WRITTEN TASK 1:
Please transcribe the part of the rattlesnake thread between "## begleytree (Dec" and "snakes, at all.", inclusive.
WRITTEN TASK 2:
Render this sentence from the rattlesnake thread in Spanish: "Most have radio transmitters installed as well."

EXCERPT:
# snake



## oneadam12 (Dec 11, 2006)

Anybody ever killed a rattle snake in December before? The wife forced me to kill the one she found today, I usually let them go if they are not in the yard or near the house. The snake was 4' 8" long with seven rattles and a button. I have some pics, but the *(*)&*^*^ camera software is giving me problems right now. I will try to post the pics later.


----------



## jefeVTtreeman (Dec 11, 2006)

did you eat him? taste like chicken!


----------



## oneadam12 (Dec 11, 2006)

No, I've always wanted to try it, but I don't know how to dress it or prepare it. There is *NO* way the wife would prepare it for me, and I suspect she would kill me if she found out I was using her skillet to fry it in.:biggrinbounce2:


----------



## begleytree (Dec 11, 2006)

oneadam12 said:


> Anybody ever killed a rattle snake in December before? (snip)



Here in Ohio, ratttlesnakes are an endangered species. Most have radio transmitters installed as well. So, no. I dont kill rattlesnakes, or much of any other snakes, at all.
-Ralph

http://www.oplin.org/snake/fact pages/rattlesnake_timber/rattlesnake_timber.html


----------



## oneadam12 (Dec 12, 2006)

DATA SECTION:

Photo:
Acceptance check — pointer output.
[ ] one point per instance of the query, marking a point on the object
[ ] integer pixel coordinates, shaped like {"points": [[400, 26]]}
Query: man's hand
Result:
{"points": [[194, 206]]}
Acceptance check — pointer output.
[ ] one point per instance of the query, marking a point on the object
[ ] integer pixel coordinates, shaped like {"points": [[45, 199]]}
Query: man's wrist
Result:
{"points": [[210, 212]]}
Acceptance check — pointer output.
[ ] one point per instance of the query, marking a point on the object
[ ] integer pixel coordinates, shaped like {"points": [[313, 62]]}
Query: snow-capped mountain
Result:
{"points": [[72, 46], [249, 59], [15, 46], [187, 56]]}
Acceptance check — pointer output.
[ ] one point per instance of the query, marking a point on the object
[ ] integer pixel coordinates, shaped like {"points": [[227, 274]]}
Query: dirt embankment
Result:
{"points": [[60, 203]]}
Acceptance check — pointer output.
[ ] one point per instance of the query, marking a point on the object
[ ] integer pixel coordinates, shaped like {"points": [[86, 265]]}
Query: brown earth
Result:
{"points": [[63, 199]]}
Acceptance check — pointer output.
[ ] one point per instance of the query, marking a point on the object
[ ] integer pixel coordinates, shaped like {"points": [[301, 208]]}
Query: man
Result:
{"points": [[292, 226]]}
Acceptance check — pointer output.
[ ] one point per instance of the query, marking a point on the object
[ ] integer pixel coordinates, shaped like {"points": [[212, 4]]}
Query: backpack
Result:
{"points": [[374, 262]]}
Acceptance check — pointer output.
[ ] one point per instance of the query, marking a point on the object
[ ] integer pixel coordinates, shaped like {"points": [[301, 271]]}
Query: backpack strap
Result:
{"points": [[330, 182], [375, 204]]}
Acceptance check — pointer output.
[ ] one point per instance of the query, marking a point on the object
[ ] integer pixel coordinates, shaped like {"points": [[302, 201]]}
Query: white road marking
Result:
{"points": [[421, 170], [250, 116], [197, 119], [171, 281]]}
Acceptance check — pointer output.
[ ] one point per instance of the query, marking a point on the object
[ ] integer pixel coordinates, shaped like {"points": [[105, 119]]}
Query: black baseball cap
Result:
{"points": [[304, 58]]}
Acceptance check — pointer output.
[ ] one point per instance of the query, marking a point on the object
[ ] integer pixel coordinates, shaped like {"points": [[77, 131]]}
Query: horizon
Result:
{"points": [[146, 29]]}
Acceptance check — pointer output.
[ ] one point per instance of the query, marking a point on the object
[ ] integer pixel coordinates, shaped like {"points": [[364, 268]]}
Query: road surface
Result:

EXERCISE OUTPUT 1:
## begleytree (Dec 11, 2006)

oneadam12 said:


> Anybody ever killed a rattle snake in December before? (snip)



Here in Ohio, ratttlesnakes are an endangered species. Most have radio transmitters installed as well. So, no. I dont kill rattlesnakes, or much of any other snakes, at all.

EXERCISE OUTPUT 2:
La mayoría también tiene transmisores de radio instalados.